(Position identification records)
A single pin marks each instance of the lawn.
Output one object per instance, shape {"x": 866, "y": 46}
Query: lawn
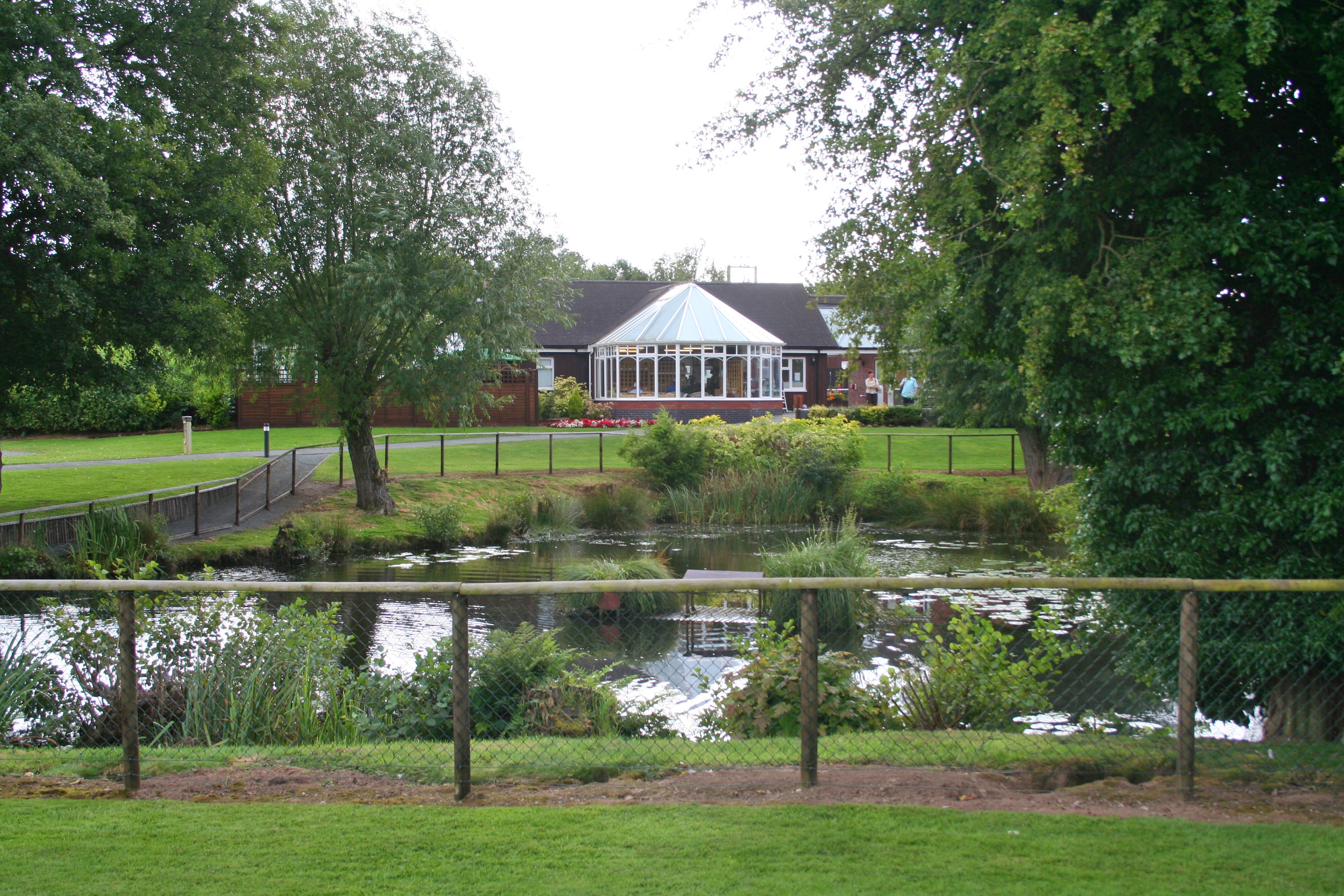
{"x": 42, "y": 488}
{"x": 81, "y": 847}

▶ **Work required**:
Rewrite all the entries above with "lawn" replaced by "grass" and everything else unchanged. Leave the pictures out of your version.

▶ **Response for this exercise**:
A single pin marks each instance of the grass.
Output one object per instance, shape {"x": 866, "y": 46}
Query: grass
{"x": 42, "y": 488}
{"x": 81, "y": 847}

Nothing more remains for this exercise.